Put the records below, everything from the line containing "segment the rock outcrop" down to the end of the records, into a two-column CSV with the header input,output. Give one row per record, with its text under input and its answer under output, each in a single quoted field with line breaks turned into spaces.
──────── MATERIAL PROVIDED ────────
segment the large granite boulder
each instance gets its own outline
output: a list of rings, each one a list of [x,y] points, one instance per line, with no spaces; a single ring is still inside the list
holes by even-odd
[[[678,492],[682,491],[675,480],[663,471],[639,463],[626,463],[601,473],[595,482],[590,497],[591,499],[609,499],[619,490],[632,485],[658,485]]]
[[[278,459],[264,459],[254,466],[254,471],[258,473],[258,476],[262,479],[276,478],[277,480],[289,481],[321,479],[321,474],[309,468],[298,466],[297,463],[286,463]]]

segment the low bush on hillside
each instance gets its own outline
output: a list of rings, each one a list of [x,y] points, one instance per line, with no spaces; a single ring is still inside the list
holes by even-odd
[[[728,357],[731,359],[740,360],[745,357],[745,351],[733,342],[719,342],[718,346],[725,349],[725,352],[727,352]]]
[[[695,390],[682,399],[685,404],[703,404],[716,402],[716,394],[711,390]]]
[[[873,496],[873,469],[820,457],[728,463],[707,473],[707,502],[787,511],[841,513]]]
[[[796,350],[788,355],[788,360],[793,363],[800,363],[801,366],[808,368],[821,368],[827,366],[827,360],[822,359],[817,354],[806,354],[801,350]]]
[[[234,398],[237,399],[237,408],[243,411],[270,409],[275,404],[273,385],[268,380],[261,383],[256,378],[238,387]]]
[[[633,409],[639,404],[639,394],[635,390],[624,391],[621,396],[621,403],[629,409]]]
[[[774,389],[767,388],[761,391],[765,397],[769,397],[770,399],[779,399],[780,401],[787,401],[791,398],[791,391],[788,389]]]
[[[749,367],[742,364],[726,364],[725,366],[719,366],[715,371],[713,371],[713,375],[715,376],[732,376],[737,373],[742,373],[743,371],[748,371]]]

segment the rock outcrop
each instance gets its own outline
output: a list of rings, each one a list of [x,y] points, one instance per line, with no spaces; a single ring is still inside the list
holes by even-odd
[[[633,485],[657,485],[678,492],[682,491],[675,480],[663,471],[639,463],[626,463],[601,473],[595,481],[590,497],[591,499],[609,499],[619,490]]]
────────
THE ANSWER.
input,output
"segment the rock outcrop each instance gets its own outline output: a list of rings, each one a list of [x,y] points, one instance per line, with no spaces; a single ring is still inside the list holes by even-odd","[[[633,485],[657,485],[678,492],[682,491],[675,480],[663,471],[639,463],[626,463],[601,473],[595,481],[590,497],[591,499],[609,499],[619,490]]]"